Злокачественная агрессия: жестокость и деструктивность[128]

Кажущаяся деструктивность

От деструктивности следует отличать некоторые известные с давних пор эмоциональные состояния, которые современному исследователю нередко кажутся доказательством прирожденной деструктивности человека. Серьезный анализ показывает, что они хотя и приводят к деструктивным действиям, но не обусловлены страстью к разрушению.

Примером такого эмоционального состояния может быть желание, обозначаемое как «жажда крови». Практически пролить кровь человека — означает убить его; поэтому выражения «убивать» и «проливать кровь» употребляются в литературе как синонимы. Возникает вопрос: может быть, в древности существовали какие‑то ритуалы, связанные с проливанием крови, а не с жаждой убивать.

На глубинном, архаическом уровне переживания кровь ассоциируется с каким‑то «особым соком». В общем виде понятие «кровь» приравнивается к понятиям «жизнь» и «жизненная сила», кроме того, кровь издавна считается одной из трех основных субстанций живого тела, в то время как остальные две субстанции составляют молоко и семя. Семя — это выражение мужской силы, молоко — символ женственности, «материнства» и созидания. Во многих культах и ритуалах молоко и семя считались священными. В крови разница между мужским и женским началом стирается. В глубиннейших слоях переживания человек каким‑то магическим образом захватывается самой жизненной силой, если он проливает кровь.

Применение крови в религиозных целях хорошо известно. Священники храма в Иерусалиме, совершая богослужение, разбрызгивали кровь убитых животных. Жрецы ацтеков приносили в жертву богам еще трепещущие сердца своих жертв.

ПИСЬМЕННОЕ ЗАДАНИЕ A: Напечатайте без единого изменения строки записей, начиная со строки с «Return the mask of every instance of the thumb.» и до последней строки записей включительно.

ИСХОДНЫЕ ДАННЫЕ:
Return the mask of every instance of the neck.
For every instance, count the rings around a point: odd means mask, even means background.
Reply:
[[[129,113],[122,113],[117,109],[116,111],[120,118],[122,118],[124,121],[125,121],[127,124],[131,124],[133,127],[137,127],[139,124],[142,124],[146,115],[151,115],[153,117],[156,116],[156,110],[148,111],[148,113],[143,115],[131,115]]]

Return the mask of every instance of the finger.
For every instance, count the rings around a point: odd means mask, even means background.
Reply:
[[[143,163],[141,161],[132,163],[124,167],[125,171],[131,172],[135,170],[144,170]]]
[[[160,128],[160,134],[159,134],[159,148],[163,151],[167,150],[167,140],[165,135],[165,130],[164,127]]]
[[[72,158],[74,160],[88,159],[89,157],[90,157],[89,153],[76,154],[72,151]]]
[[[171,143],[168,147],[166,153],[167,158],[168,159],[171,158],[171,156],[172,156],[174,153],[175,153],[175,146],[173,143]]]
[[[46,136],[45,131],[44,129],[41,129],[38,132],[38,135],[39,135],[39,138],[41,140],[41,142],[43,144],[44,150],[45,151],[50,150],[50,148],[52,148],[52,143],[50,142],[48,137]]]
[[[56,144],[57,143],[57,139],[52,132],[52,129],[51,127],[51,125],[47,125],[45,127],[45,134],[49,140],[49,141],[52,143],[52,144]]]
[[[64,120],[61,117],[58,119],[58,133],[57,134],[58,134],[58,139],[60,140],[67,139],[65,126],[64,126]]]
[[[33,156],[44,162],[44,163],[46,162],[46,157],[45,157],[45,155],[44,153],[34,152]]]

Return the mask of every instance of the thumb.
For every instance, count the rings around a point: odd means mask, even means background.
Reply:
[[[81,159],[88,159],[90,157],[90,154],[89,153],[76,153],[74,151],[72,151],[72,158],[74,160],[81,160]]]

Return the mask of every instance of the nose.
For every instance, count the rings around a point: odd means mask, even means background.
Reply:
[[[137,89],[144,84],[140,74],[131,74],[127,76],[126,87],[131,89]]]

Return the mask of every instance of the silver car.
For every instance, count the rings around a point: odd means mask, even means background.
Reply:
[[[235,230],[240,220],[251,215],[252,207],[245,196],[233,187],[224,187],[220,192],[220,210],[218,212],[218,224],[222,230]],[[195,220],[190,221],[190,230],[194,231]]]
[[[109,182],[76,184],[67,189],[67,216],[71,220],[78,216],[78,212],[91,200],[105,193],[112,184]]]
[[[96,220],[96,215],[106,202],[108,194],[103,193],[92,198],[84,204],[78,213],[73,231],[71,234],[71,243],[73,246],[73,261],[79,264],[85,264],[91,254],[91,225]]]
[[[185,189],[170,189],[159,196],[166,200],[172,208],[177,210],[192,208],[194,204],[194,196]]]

ПИСЬМЕННОЕ ЗАДАНИЕ B: Выведите целиком и без изменений отрывок о кажущейся деструктивности.

ОБРАЗЕЦ ОТВЕТА A:
Return the mask of every instance of the thumb.
For every instance, count the rings around a point: odd means mask, even means background.
Reply:
[[[81,159],[88,159],[90,157],[90,154],[89,153],[76,153],[74,151],[72,151],[72,158],[74,160],[81,160]]]

Return the mask of every instance of the nose.
For every instance, count the rings around a point: odd means mask, even means background.
Reply:
[[[137,89],[144,84],[140,74],[131,74],[127,76],[126,87],[131,89]]]

Return the mask of every instance of the silver car.
For every instance, count the rings around a point: odd means mask, even means background.
Reply:
[[[235,230],[240,220],[251,215],[252,207],[245,196],[233,187],[224,187],[220,192],[220,210],[218,212],[218,224],[222,230]],[[195,220],[190,221],[190,230],[194,231]]]
[[[109,182],[76,184],[67,189],[67,216],[71,220],[78,216],[78,212],[91,200],[105,193],[112,184]]]
[[[96,220],[96,215],[106,202],[108,194],[103,193],[92,198],[84,204],[78,213],[73,231],[71,234],[71,243],[73,246],[73,261],[79,264],[85,264],[91,254],[91,225]]]
[[[185,189],[170,189],[159,196],[166,200],[172,208],[177,210],[192,208],[194,204],[194,196]]]

ОБРАЗЕЦ ОТВЕТА B:
Злокачественная агрессия: жестокость и деструктивность[128]

Кажущаяся деструктивность

От деструктивности следует отличать некоторые известные с давних пор эмоциональные состояния, которые современному исследователю нередко кажутся доказательством прирожденной деструктивности человека. Серьезный анализ показывает, что они хотя и приводят к деструктивным действиям, но не обусловлены страстью к разрушению.

Примером такого эмоционального состояния может быть желание, обозначаемое как «жажда крови». Практически пролить кровь человека — означает убить его; поэтому выражения «убивать» и «проливать кровь» употребляются в литературе как синонимы. Возникает вопрос: может быть, в древности существовали какие‑то ритуалы, связанные с проливанием крови, а не с жаждой убивать.

На глубинном, архаическом уровне переживания кровь ассоциируется с каким‑то «особым соком». В общем виде понятие «кровь» приравнивается к понятиям «жизнь» и «жизненная сила», кроме того, кровь издавна считается одной из трех основных субстанций живого тела, в то время как остальные две субстанции составляют молоко и семя. Семя — это выражение мужской силы, молоко — символ женственности, «материнства» и созидания. Во многих культах и ритуалах молоко и семя считались священными. В крови разница между мужским и женским началом стирается. В глубиннейших слоях переживания человек каким‑то магическим образом захватывается самой жизненной силой, если он проливает кровь.

Применение крови в религиозных целях хорошо известно. Священники храма в Иерусалиме, совершая богослужение, разбрызгивали кровь убитых животных. Жрецы ацтеков приносили в жертву богам еще трепещущие сердца своих жертв.